------ Excerpted records

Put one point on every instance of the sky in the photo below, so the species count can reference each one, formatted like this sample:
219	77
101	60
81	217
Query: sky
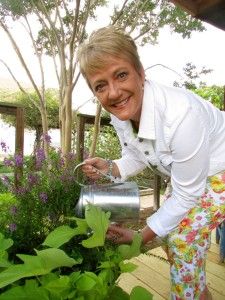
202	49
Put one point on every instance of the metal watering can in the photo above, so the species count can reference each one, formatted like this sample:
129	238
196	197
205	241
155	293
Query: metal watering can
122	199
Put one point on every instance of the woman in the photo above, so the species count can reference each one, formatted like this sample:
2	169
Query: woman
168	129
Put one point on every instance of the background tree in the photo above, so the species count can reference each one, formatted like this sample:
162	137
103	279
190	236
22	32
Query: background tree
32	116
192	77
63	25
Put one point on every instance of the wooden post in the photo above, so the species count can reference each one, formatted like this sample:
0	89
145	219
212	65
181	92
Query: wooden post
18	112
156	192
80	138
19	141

------------
------ Excerpted records

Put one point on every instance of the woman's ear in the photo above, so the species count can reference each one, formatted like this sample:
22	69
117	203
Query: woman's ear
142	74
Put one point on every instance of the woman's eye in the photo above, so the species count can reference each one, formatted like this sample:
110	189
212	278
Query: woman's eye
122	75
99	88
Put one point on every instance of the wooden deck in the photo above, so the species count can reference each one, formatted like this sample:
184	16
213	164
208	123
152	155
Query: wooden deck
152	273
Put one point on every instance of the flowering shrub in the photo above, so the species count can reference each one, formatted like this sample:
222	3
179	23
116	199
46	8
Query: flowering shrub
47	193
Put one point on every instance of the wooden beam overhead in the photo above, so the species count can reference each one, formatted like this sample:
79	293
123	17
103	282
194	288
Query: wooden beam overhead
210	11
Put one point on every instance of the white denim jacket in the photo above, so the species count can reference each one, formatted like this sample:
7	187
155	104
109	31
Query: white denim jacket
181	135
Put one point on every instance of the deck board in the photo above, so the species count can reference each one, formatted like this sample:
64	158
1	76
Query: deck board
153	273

------------

*Your instructions*
Report how many lines of the entries hold the word "above". Nothing else is needed.

*Response to the task*
11